**Try it:**
Make an exact copy of the records, leaving out the images.

**Supplied material:**
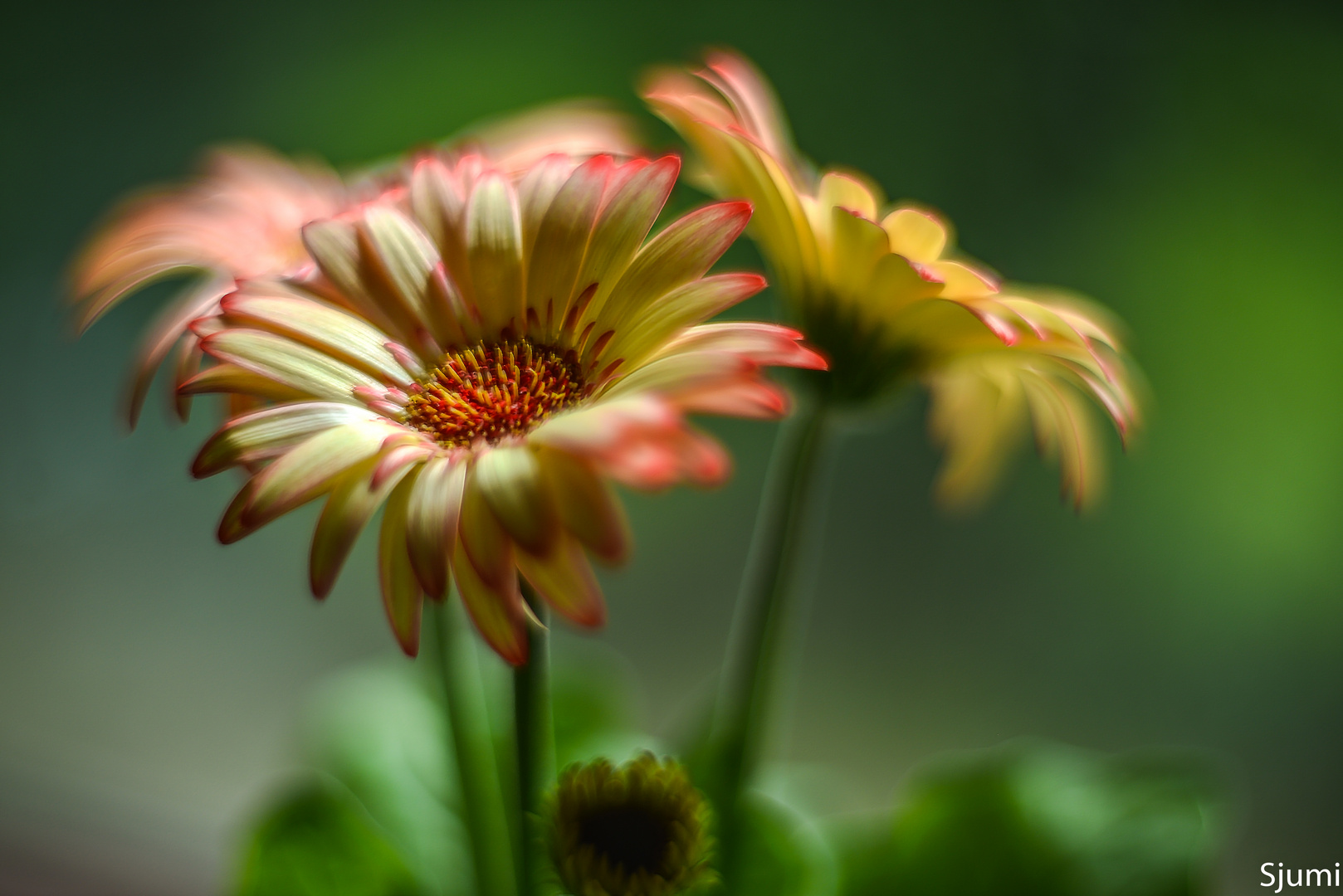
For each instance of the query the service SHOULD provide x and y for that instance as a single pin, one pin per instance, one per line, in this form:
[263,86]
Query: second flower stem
[478,778]
[760,622]
[535,731]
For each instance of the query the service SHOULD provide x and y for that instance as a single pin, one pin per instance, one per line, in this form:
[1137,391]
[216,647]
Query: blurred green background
[1181,163]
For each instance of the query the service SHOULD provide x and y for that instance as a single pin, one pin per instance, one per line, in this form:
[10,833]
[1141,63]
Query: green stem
[535,730]
[482,796]
[760,624]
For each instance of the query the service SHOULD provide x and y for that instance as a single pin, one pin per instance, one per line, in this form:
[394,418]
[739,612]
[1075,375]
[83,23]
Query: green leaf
[382,733]
[782,853]
[1047,821]
[320,841]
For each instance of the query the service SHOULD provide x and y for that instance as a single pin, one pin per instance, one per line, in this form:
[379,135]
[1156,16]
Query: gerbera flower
[636,830]
[482,356]
[882,296]
[242,217]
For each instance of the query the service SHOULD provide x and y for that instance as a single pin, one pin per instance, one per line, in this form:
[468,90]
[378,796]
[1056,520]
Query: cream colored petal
[766,344]
[512,484]
[962,281]
[978,416]
[536,191]
[752,399]
[438,203]
[306,470]
[495,251]
[482,536]
[915,234]
[286,362]
[398,261]
[856,246]
[634,202]
[432,519]
[271,431]
[564,579]
[164,334]
[604,423]
[680,254]
[587,505]
[402,597]
[562,242]
[684,373]
[691,304]
[186,366]
[495,609]
[335,246]
[232,379]
[352,501]
[847,192]
[335,332]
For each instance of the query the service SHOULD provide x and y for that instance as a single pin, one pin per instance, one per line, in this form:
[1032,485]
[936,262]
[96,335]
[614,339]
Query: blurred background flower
[886,299]
[1179,164]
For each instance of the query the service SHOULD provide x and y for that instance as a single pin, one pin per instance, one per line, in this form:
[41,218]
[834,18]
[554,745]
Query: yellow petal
[564,579]
[915,234]
[587,505]
[496,609]
[402,596]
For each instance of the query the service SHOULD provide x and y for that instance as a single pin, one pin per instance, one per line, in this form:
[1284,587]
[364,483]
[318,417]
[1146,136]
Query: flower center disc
[630,837]
[493,391]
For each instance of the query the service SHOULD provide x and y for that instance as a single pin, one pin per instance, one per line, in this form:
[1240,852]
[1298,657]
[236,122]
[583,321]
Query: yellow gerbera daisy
[880,293]
[241,219]
[481,353]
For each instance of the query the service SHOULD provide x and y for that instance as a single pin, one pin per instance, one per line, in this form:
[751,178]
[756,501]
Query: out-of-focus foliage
[1045,821]
[784,853]
[320,841]
[379,735]
[380,731]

**Task solution:**
For each instance of the query the service SHOULD provide x and y for that instance as a single pin, one pin per instance, one per line, in this form:
[263,86]
Query: second flower stem
[478,778]
[760,622]
[535,731]
For each instance of the query the service SHOULD provide x and y for that instance as a single pin, one pin per instance, one per line, in this form:
[1137,391]
[216,647]
Query: blurred green background
[1181,163]
For each instance of the query the service SHOULD provide x and y for that instance as a single pin, one pin per instance, one per line, in this form:
[10,833]
[1141,63]
Query: green stem
[535,730]
[482,796]
[760,624]
For each instance of the query the service SHOULD provide x and y for that instance as a single pin, one pin per instance, one per line, in this form:
[394,418]
[739,612]
[1075,375]
[83,23]
Query: green leaf
[382,733]
[782,853]
[1047,821]
[320,841]
For each instance of the query the service SHOULD provide x and y for that instance as a single pin, one pin per instance, one per line, in this form:
[379,135]
[1156,16]
Query: gerbera flower
[636,830]
[482,356]
[882,296]
[242,217]
For each instance of the query the service SHOULD provide x and y for that instance as a single pin, one pin per instance, one per line, in this form:
[468,90]
[378,796]
[1056,520]
Query: cream colored petal
[766,344]
[512,484]
[962,281]
[978,416]
[536,191]
[752,399]
[438,203]
[306,470]
[495,251]
[482,536]
[915,234]
[286,362]
[398,261]
[856,246]
[634,202]
[432,519]
[271,431]
[564,579]
[164,334]
[604,423]
[680,254]
[587,505]
[402,597]
[562,242]
[684,373]
[691,304]
[186,366]
[495,609]
[335,246]
[232,379]
[352,501]
[847,192]
[335,332]
For each instance of the query the service SHOULD provide x and y for that instance as a single pin, one pin per instance, one per line, in this form:
[1032,485]
[936,262]
[96,335]
[614,339]
Query: blurred background flower
[886,299]
[1179,164]
For each instance of the query the service SHOULD provide x and y for that instance as a single pin, one pin per instance, one per line, in this form:
[41,218]
[834,18]
[554,745]
Query: yellow petal
[564,579]
[915,234]
[587,505]
[496,609]
[402,596]
For each instance of the query the service SHOULD provide x and y for that instance as a single pin, one pin per instance, one per line, in this form:
[1284,587]
[364,483]
[318,417]
[1146,136]
Query: flower center disc
[630,837]
[493,391]
For each instance of the query the service SHOULD provide x and y for that instance as a single pin, one pin per instance, one per line, in this form:
[1240,852]
[1298,657]
[236,122]
[583,321]
Query: yellow gerbera daisy
[880,293]
[241,219]
[481,353]
For each instance of the query the service SHOULD provide x and y for that instance as a single pin, one pin per instance, one per line, in this form:
[751,178]
[756,501]
Query: out-of-focus foliage
[1045,821]
[784,853]
[320,841]
[379,735]
[380,731]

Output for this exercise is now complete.